■ SUPPLIED TEXT ■
-- begin --

Carlos Monzon's (1970-1977) reign as middleweight champion was never broken. The legendary Argentine was unbeaten for 13 years and his last 82 contests. He made 14 defenses, a record only recently beaten by Bernard Hopkins (Champion: 1994-2002). However, unlike Hopkins, Monzon reigned almost exclusively as undisputed champ.
Monzon was a tall, ironed-chinned fighter with good all-round skills and surprising power. He won the middleweight title in November 1970 with a 12th round knockout of Nino Benvenuti in Rome and defended against a series of quality contenders including Benvenuti (w ko 3), Emile Griffith (w rsf 14, w pts 15) Bennie Briscoe (w pts 15) and Jose Napoles (w ret 6).
His arch nemesis was Colombian Rodrigo Valdez with whom he engaged in two epic points encounters in the embers of his career. Monzon retired unvanquished in August 1977 and only the turmoil of existence eventually conquered the great Argentine. He was jailed for throwing his mistress off a balcony and later died in a car crash while out on parole.
The middleweight crown was like revolving door for the next few years before Marvin Hagler (1980-1987) continued in the spirit of Monzon. Hagler's opportunity arrived in his sixth year as a pro against Vito Antuofermo in November 1979. The fight was controversially scored a draw, but in his second shot in November 1980 Hagler blitzed and bloodied new champion Alan Minter in three one-sided rounds.
Hagler made 10 defences in the next four years with only the great Roberto Duran lasting the distance in November 1983. His 11th defence was so thrilling it would define his career; Hagler and Thomas Hearns engaged in three brutal rounds of unrelenting bombing and the champion overcame two deep gashes to finally short-circuit Hearns in the third round in April 1985.

-- end --

■ CHALLENGE 1 ■
Decide whether each statement below agrees with the middleweight champions text, answering yes or no and quoting the deciding words of the text: (a) Carlos Monzon made 14 defenses of his title. (b) Marvin Hagler won the title from Vito Antuofermo in November 1979. (c) Roberto Duran went the distance against Hagler in November 1983.
■ CHALLENGE 2 ■
Rewrite the listing from its start through the line containing "<point>136,468</point>", inclusive, with "photo" replaced by "image" and everything else unchanged. Leave the pictures out.

■ Coordinate labeling data ■
-- begin --

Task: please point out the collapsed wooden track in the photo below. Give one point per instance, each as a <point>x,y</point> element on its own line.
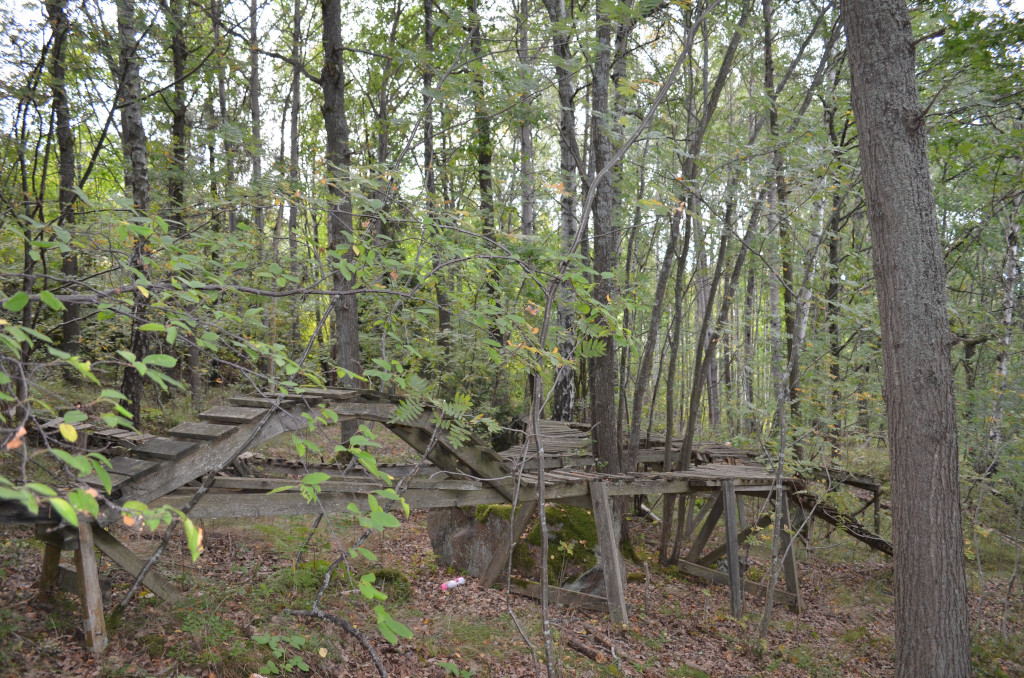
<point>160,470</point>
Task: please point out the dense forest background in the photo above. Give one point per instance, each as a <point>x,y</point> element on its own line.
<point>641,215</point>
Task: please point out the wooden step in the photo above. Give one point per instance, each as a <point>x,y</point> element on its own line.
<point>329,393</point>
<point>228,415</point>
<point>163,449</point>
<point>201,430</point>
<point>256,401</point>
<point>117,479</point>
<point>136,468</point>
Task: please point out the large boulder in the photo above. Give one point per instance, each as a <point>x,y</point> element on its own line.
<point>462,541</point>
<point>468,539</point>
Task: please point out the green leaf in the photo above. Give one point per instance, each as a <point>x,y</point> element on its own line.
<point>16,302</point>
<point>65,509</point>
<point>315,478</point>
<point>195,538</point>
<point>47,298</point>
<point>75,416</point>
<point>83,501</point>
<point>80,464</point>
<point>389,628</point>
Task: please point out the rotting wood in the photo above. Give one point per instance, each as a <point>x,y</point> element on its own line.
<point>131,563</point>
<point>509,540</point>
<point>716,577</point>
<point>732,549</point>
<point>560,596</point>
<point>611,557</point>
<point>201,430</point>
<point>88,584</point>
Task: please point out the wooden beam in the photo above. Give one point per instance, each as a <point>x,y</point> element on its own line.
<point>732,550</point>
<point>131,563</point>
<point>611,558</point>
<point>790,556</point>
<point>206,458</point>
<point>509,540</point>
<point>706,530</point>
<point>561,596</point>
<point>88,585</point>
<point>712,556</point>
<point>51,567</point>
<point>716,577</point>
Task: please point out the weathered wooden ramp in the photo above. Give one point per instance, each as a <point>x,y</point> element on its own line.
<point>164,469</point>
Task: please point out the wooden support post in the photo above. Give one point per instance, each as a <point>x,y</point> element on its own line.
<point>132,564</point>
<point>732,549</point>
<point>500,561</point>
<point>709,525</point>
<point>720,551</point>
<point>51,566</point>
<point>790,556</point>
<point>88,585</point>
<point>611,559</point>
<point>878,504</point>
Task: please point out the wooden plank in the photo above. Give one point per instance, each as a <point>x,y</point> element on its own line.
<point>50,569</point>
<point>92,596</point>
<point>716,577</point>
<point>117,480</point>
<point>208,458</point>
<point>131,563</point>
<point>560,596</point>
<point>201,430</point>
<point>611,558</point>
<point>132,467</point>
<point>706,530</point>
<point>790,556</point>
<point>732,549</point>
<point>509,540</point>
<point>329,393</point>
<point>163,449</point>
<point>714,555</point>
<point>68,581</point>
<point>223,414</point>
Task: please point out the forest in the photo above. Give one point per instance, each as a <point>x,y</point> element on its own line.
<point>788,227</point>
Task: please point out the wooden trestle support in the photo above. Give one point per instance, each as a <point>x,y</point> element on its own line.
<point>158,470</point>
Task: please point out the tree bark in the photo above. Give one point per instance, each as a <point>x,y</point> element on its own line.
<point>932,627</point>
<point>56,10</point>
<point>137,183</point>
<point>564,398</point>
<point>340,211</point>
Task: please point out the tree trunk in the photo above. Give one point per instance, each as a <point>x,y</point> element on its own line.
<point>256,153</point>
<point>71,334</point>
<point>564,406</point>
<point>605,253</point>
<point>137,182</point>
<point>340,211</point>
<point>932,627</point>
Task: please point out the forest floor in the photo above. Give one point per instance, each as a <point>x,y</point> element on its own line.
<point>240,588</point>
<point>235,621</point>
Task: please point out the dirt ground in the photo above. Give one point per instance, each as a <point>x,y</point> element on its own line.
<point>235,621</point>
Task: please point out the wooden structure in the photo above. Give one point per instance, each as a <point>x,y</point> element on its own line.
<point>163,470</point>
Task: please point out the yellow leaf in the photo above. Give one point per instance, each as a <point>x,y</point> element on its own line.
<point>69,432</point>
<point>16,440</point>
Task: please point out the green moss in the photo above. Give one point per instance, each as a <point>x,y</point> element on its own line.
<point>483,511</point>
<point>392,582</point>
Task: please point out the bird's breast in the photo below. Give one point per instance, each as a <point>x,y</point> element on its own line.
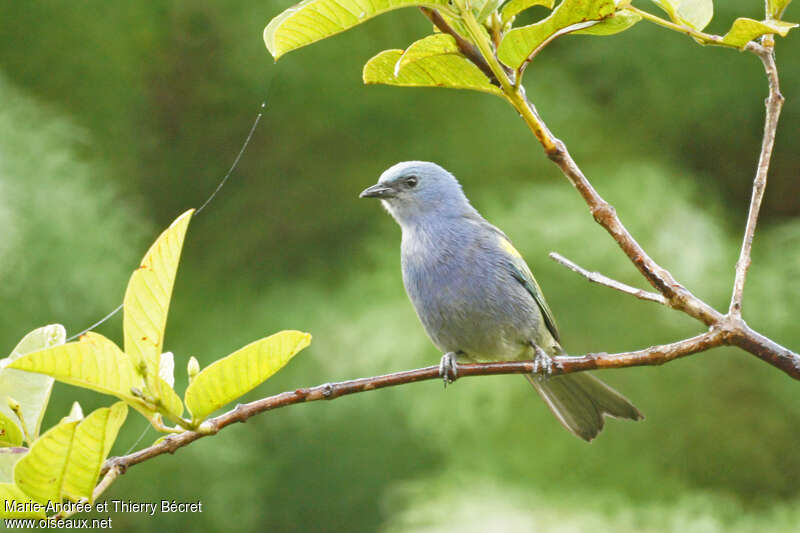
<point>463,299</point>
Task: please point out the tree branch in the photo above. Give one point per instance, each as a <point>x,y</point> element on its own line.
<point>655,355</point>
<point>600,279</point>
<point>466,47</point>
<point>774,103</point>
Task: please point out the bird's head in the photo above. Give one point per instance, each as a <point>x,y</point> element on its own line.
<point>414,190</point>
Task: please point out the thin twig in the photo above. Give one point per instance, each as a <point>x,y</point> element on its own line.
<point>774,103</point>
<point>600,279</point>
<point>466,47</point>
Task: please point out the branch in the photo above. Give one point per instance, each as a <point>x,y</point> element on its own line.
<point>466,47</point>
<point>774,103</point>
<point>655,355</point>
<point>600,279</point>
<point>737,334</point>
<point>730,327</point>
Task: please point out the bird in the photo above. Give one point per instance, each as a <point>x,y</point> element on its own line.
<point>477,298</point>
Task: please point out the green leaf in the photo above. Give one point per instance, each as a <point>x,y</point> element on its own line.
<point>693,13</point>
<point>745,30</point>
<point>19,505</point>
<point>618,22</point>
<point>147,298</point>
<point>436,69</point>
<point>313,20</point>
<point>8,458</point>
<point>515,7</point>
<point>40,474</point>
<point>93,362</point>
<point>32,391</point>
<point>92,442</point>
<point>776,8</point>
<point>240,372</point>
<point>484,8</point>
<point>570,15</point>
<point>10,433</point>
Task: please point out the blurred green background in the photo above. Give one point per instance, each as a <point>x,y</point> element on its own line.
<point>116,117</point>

-- end --

■ FINISHED ANSWER 1 ■
(a) Yes: "He made 14 defenses, a record only recently beaten by Bernard Hopkins"
(b) No: "The fight was controversially scored a draw"
(c) Yes: "with only the great Roberto Duran lasting the distance in November 1983"

■ FINISHED ANSWER 2 ■
Task: please point out the collapsed wooden track in the image below. Give one point per instance, each as a <point>x,y</point> element on its own line.
<point>160,470</point>
Task: please point out the dense forest background in the image above. Give one point per instance, each as a <point>x,y</point> element on its own line.
<point>641,215</point>
Task: please point out the wooden step in the image above. Give one point per instance, each as a <point>x,y</point> element on its own line.
<point>329,393</point>
<point>228,415</point>
<point>163,449</point>
<point>201,430</point>
<point>256,401</point>
<point>117,479</point>
<point>136,468</point>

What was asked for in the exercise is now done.